▶
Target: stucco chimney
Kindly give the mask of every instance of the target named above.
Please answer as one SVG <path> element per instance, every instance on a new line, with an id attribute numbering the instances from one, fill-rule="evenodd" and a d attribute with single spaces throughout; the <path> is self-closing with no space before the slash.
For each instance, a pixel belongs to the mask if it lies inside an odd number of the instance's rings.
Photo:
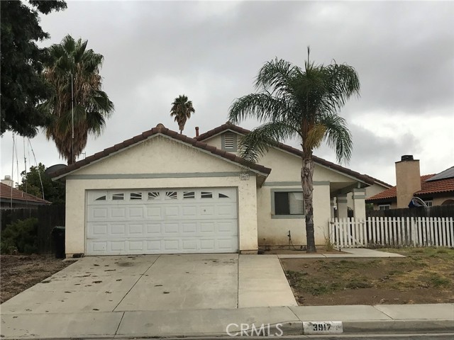
<path id="1" fill-rule="evenodd" d="M 419 160 L 406 154 L 396 162 L 396 186 L 397 208 L 408 208 L 415 192 L 421 190 Z"/>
◀
## Objetivo da tarefa
Escreva todas as linhas dos registros acima como uma lista JSON de strings, com uma string para cada linha, sem incluir as linhas em branco nem as imagens.

## Resultado correto
[
  "Target: stucco chimney",
  "Kindly give the mask of every instance of the target named above.",
  "Please answer as one SVG <path> element per instance, every instance on a new line, with an id attribute numbering the instances from one, fill-rule=\"evenodd\" and a d attribute with single spaces throughout; the <path> is self-closing with no space before the slash.",
  "For each instance, a pixel belongs to the mask if it lies inside an odd number of the instance's rings.",
  "Photo:",
  "<path id=\"1\" fill-rule=\"evenodd\" d=\"M 419 160 L 406 154 L 396 162 L 396 186 L 397 208 L 408 208 L 415 192 L 421 190 Z\"/>"
]